Selected text
▼▼▼
TEES researchers develop nuclear material detection and nuclear forensics methodologies to combat threats
International fears of nuclear war were once concerns of the Cold War era, but geopolitical and international developments within the last century have placed countries like North Korea and Iran at the forefront of nuclear tensions and capabilities. As concerns of proliferation, the spread of nuclear weapons development, grows among hostile foreign powers, researchers at Texas A&M University are improving technologies that help monitor nuclear materials across the globe.
“Geopolitical tensions and issues will likely always continue to be in flux,” said Dr. Sunil Chirayath, associate professor of nuclear engineering and the director of the Texas A&M Engineering Experiment Station's Nuclear Security Science and Policy Institute (NSSPI). “What’s important is that we continue the work we’ve been doing at Texas A&M to combat these threats.”
Texas A&M has a strong legacy of working in nuclear nonproliferation and forensics as the first university to create an education and research program combining the technical and policy aspects of nuclear security through the Department of Nuclear Engineering in 2003. With the establishment of NSSPI in 2006, Texas A&M has served as a watershed for the development of multidisciplinary solutions to nuclear security challenges and policy issues, two of which include the Self-Interrogation Neutron Resonance Densitometry (SINRD) detector and the further development of nuclear forensics methodologies for tracking black market nuclear materials to its source.
“These projects we have worked on and developed are part of the cutting edge of nuclear security and safeguards projects,” Chirayath said. “They will give organizations like the International Atomic Energy Agency (IAEA) better tools for verification and accountability.
NSSPI collaborated with Los Alamos National Lab to develop a SINRD detector, which improves existing nuclear material accountancy measures for light water reactors. The SINRD detector provides numerous improvements over current IAEA verification tools.
Advances in nuclear forensics by NSSPI, with sponsorship from Department of Homeland Security, generated a specialized methodology to track nuclear materials to their source. Investigators would then be able to use this methodology, by analyzing plutonium isotopes, to keep weapons-grade plutonium out of the hands of terrorists or hostile powers. This new methodology is envisaged to support the deterrence aspect of nuclear security.
Such methods help agencies like the IAEA police the proliferation of nuclear materials. In 1970, the Treaty on the Non-Proliferation of Nuclear Weapons came into effect with 190 countries, ensuring that countries that work with nuclear materials are able to account for, safeguard and monitor uranium enrichment facilities and plutonium processing facilities to ensure weapons-grade nuclear material isn’t diverted for military purposes.
Nuclear weapons-grade material is a material that can sustain a rapidly growing chain reaction in which fast neutrons cause atoms to split, releasing more fast neutrons over and over again until it leads to an uncontrolled nuclear fission chain reaction. This uncontrolled chain reaction generates a nuclear explosion. Weapons-grade plutonium and uranium are not naturally present in the environment, but can be produced in suitably designed facilities.
As more advances are made in nuclear safeguards and security efforts, Texas A&M looks forward to leading the way in practical solutions to the nuclear security challenges to address nuclear threats worldwide.
“It’s a great feeling to be a part of these international efforts to help increase worldwide security against the threats,” said Dr. Craig Marianno, assistant professor of nuclear engineering and the deputy director of NSSPI. “The work we and our partners are doing is directly impacting the world community by preventing and protecting against these nuclear security scenarios.”
▲▲▲
The data
▼▼▼
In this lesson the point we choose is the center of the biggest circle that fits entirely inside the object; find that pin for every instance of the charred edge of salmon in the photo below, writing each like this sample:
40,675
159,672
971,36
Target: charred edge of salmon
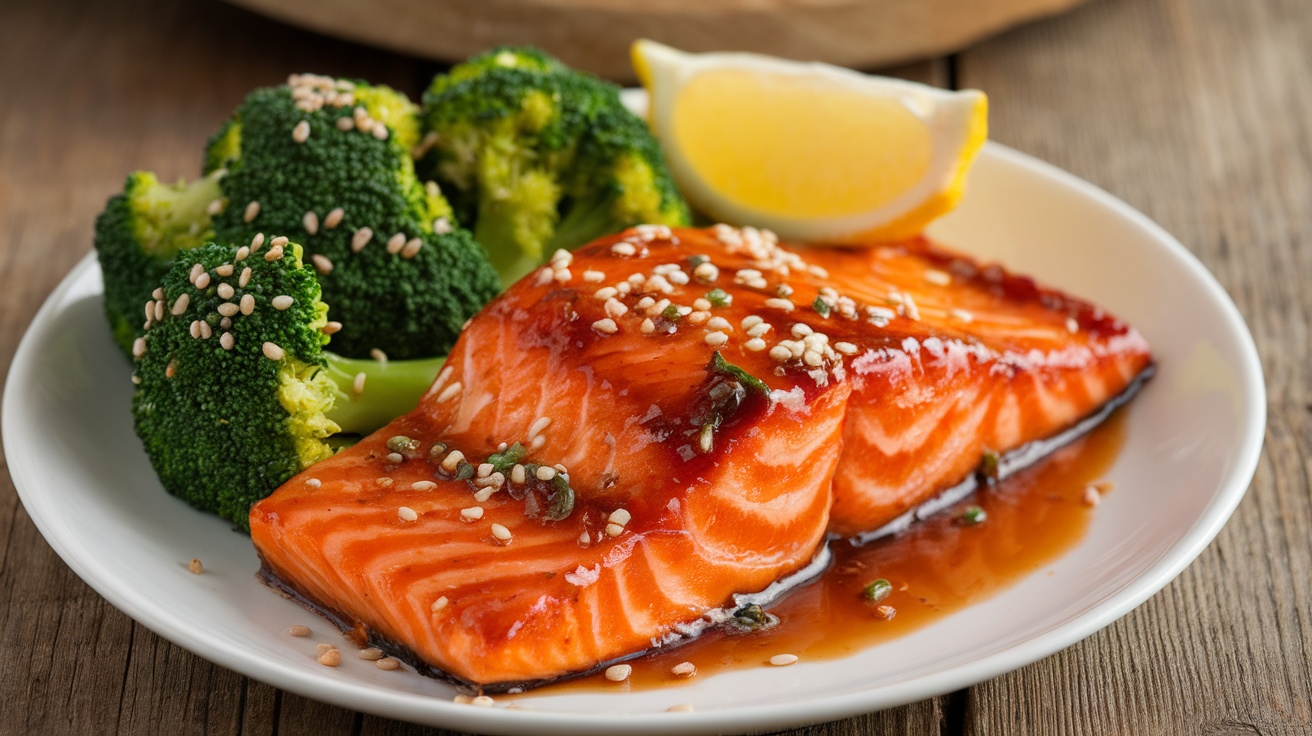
▲▲▲
Task instructions
In the nuclear security article, rewrite the passage starting with "Such methods help" and going on through "for military purposes.", replacing "diverted" with "redirected". The records were taken from a different source than the text.

Response
Such methods help agencies like the IAEA police the proliferation of nuclear materials. In 1970, the Treaty on the Non-Proliferation of Nuclear Weapons came into effect with 190 countries, ensuring that countries that work with nuclear materials are able to account for, safeguard and monitor uranium enrichment facilities and plutonium processing facilities to ensure weapons-grade nuclear material isn’t redirected for military purposes.